Can you update each of the entries below so that "detect" becomes "locate" and nothing else changes?

* Start Data in this exercise *

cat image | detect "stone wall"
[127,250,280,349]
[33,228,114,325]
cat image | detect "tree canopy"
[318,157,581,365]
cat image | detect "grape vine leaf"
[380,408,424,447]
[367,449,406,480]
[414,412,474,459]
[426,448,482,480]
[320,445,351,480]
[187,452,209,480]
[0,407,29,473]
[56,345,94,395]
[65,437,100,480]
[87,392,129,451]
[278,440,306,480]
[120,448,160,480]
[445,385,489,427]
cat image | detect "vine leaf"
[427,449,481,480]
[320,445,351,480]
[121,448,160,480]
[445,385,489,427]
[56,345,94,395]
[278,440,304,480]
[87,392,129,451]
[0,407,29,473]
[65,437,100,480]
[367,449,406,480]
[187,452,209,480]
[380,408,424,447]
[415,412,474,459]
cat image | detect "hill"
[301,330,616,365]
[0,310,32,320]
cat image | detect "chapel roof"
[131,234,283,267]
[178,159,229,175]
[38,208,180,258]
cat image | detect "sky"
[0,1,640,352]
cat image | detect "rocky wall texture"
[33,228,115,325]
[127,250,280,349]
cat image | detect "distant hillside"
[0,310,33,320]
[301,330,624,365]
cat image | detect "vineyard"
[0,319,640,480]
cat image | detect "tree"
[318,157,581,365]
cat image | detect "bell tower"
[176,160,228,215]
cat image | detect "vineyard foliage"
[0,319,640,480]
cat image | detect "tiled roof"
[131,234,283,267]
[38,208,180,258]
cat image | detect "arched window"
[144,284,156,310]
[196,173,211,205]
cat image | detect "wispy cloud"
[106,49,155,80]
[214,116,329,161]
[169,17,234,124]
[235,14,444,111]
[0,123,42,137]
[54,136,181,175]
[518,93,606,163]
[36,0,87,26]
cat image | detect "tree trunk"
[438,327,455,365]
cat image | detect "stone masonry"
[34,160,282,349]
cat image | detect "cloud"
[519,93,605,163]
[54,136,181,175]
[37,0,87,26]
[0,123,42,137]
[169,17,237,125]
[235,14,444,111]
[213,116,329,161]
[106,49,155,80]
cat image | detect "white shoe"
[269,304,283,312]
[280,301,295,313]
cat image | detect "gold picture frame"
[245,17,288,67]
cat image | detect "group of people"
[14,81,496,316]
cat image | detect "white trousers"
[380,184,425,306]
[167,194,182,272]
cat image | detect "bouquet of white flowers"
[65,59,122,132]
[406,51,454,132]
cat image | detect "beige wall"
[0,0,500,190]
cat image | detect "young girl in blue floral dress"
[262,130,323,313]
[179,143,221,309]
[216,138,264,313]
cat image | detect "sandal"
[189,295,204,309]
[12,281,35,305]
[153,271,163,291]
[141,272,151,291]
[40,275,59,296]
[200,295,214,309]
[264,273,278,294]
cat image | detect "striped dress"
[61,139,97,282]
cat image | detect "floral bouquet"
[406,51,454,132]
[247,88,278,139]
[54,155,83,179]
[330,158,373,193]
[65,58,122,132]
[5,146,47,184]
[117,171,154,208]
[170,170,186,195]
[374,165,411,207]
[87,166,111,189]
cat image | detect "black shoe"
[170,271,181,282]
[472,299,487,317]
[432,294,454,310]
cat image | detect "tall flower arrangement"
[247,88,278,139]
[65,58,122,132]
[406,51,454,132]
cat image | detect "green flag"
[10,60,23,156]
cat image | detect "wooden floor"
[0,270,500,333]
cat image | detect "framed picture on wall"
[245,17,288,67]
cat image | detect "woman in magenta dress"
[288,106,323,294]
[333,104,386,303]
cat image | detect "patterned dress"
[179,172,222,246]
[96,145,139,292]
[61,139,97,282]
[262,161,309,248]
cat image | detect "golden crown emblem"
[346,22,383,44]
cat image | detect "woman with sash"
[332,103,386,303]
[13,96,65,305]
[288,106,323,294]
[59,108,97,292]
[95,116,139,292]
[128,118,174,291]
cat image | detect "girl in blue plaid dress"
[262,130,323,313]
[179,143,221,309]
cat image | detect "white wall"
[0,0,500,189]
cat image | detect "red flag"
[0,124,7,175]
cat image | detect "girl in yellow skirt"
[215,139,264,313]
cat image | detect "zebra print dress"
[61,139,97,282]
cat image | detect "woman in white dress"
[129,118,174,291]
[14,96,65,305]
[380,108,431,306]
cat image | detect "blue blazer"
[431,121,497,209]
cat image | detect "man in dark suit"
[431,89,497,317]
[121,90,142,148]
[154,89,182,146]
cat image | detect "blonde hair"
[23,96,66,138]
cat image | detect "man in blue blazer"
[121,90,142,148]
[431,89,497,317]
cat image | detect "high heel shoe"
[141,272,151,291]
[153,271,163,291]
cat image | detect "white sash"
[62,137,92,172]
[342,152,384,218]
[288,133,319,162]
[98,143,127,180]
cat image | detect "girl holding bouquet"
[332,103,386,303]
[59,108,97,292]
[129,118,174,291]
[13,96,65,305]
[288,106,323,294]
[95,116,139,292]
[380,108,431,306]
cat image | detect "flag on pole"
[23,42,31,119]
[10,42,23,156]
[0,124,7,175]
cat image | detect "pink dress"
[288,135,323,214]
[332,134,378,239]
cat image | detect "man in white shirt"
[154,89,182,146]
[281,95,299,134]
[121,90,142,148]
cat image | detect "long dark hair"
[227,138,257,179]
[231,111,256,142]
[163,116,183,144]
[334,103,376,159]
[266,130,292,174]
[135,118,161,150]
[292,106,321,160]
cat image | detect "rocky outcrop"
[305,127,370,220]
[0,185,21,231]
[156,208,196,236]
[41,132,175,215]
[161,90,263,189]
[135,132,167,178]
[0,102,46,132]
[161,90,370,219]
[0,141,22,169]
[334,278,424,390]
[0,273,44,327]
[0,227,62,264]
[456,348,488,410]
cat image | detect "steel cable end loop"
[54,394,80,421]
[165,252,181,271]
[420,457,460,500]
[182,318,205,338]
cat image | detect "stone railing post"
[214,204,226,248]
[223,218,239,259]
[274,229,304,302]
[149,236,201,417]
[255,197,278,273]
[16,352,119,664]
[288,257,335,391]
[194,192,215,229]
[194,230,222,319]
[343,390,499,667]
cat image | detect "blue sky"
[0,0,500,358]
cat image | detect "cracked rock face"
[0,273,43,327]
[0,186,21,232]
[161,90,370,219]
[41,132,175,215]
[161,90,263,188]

* End Data in this exercise *

## Worked answer:
cat image | locate "stone wall"
[127,250,280,349]
[33,228,114,325]
cat image | locate "tree canopy"
[318,157,581,365]
cat image | locate "grape vine leaf"
[380,408,424,447]
[367,449,406,480]
[414,412,474,459]
[426,448,482,480]
[320,445,351,480]
[187,452,209,480]
[0,407,29,473]
[56,345,94,395]
[65,437,100,480]
[87,392,129,451]
[278,440,306,480]
[120,448,160,480]
[445,385,489,427]
cat image | locate "vine leaf"
[427,449,481,480]
[320,445,351,480]
[121,448,160,480]
[445,385,489,427]
[56,345,94,395]
[278,440,304,480]
[87,392,129,451]
[0,407,29,473]
[65,437,100,480]
[367,449,406,480]
[187,452,209,480]
[380,408,424,447]
[415,412,474,459]
cat image | locate "hill"
[301,330,616,365]
[0,310,32,320]
cat image | locate "chapel roof"
[131,234,283,267]
[178,159,229,175]
[38,208,180,258]
cat image | locate "sky"
[0,1,640,352]
cat image | locate "rocky wall texture"
[33,228,115,325]
[127,250,280,349]
cat image | locate "distant hillside"
[0,310,33,320]
[301,330,624,365]
cat image | locate "vineyard"
[0,319,640,480]
cat image | locate "tree"
[318,157,581,365]
cat image | locate "bell tower"
[176,160,228,215]
cat image | locate "vineyard foliage"
[0,319,640,480]
cat image | locate "tiled roof"
[131,234,283,267]
[38,208,180,258]
cat image | locate "arched window"
[144,284,156,310]
[196,173,211,205]
cat image | locate "wispy cloud"
[106,49,155,80]
[214,116,329,161]
[169,17,234,124]
[235,14,444,111]
[0,123,42,137]
[54,136,181,175]
[518,93,606,163]
[36,0,87,26]
cat image | locate "tree trunk"
[438,327,455,365]
cat image | locate "stone masonry"
[34,160,282,349]
cat image | locate "cloud"
[519,93,605,163]
[54,136,181,175]
[37,0,87,26]
[0,123,42,137]
[169,17,237,125]
[235,14,444,111]
[213,116,329,161]
[106,49,155,80]
cat image | locate "white shoe"
[269,304,283,312]
[280,301,295,313]
cat image | locate "gold picture frame"
[245,17,288,67]
cat image | locate "group of people"
[14,81,496,316]
cat image | locate "white trousers"
[380,184,425,306]
[167,194,182,272]
cat image | locate "bouquet of white flowers"
[65,59,122,132]
[406,51,454,132]
cat image | locate "beige wall"
[0,0,500,190]
cat image | locate "young girl in blue floral dress"
[262,130,323,313]
[179,143,221,309]
[216,138,264,313]
cat image | locate "sandal"
[189,295,204,309]
[12,281,35,305]
[153,271,163,291]
[141,272,151,291]
[40,275,59,296]
[200,295,214,309]
[264,273,278,294]
cat image | locate "striped dress"
[61,139,97,282]
cat image | locate "floral bouquet"
[406,51,454,132]
[247,88,278,139]
[54,155,83,179]
[330,158,373,193]
[65,58,122,132]
[5,146,47,184]
[117,171,154,208]
[170,170,186,195]
[374,165,411,207]
[87,166,111,189]
cat image | locate "black shoe"
[170,271,181,282]
[472,299,487,317]
[432,294,454,310]
cat image | locate "tall flower arrangement"
[247,88,278,139]
[65,58,122,132]
[406,51,454,132]
cat image | locate "green flag"
[10,60,23,156]
cat image | locate "wooden floor"
[0,270,500,333]
cat image | locate "framed picture on wall"
[245,17,288,67]
cat image | locate "woman in magenta dress"
[288,106,323,294]
[333,104,386,303]
cat image | locate "patterned dress"
[179,172,222,246]
[96,145,139,292]
[61,139,97,282]
[262,161,309,248]
cat image | locate "golden crown emblem"
[346,22,383,44]
cat image | locate "woman with sash"
[332,103,386,303]
[13,96,65,305]
[288,106,323,294]
[59,108,97,292]
[95,116,139,292]
[128,118,174,291]
cat image | locate "girl in blue plaid dress"
[262,130,323,313]
[179,143,221,309]
cat image | locate "white wall"
[0,0,500,189]
cat image | locate "red flag"
[0,124,7,175]
cat image | locate "girl in yellow skirt"
[215,139,264,313]
cat image | locate "zebra print dress"
[61,139,97,282]
cat image | locate "woman in white dress"
[129,118,174,291]
[14,96,65,305]
[380,108,431,306]
cat image | locate "blue blazer"
[431,121,497,209]
cat image | locate "man in dark suit"
[431,89,497,317]
[121,90,142,148]
[154,89,182,146]
cat image | locate "blonde hair"
[23,96,66,138]
cat image | locate "man in blue blazer"
[121,90,142,148]
[431,89,497,317]
cat image | locate "high heel shoe"
[141,272,151,291]
[153,271,163,291]
cat image | locate "white sash"
[62,137,92,172]
[342,152,384,218]
[288,133,319,162]
[98,143,127,180]
cat image | locate "girl holding bouquet"
[332,103,386,303]
[59,108,97,292]
[129,118,174,291]
[13,96,65,305]
[288,106,323,294]
[95,116,139,292]
[380,108,431,306]
cat image | locate "flag on pole"
[23,42,31,119]
[10,42,23,156]
[0,124,7,175]
cat image | locate "pink dress"
[288,135,323,214]
[332,134,378,239]
cat image | locate "man in white shirt"
[154,89,182,146]
[281,95,299,134]
[121,90,142,148]
cat image | locate "long dark hair"
[227,138,257,179]
[231,111,256,142]
[163,116,183,144]
[334,103,376,159]
[266,130,292,174]
[135,118,161,150]
[292,106,321,160]
cat image | locate "rocky outcrop"
[305,127,370,220]
[0,185,21,231]
[156,208,196,236]
[41,132,175,215]
[161,90,263,189]
[135,132,167,178]
[0,102,46,132]
[161,90,370,219]
[0,141,22,169]
[334,278,424,390]
[0,273,44,327]
[0,227,62,264]
[456,348,488,410]
cat image | locate "steel cable end loop"
[54,394,80,421]
[165,252,181,271]
[420,457,460,500]
[182,318,205,338]
cat image | locate "stone railing post"
[214,204,226,248]
[223,218,239,259]
[274,229,304,302]
[149,236,201,417]
[255,197,278,273]
[16,352,119,664]
[288,257,335,391]
[194,192,215,229]
[194,230,222,319]
[343,390,499,667]
cat image | locate "blue sky"
[0,0,500,358]
cat image | locate "cracked rock face"
[0,273,43,327]
[0,186,21,232]
[161,90,370,219]
[41,132,175,215]
[161,90,263,188]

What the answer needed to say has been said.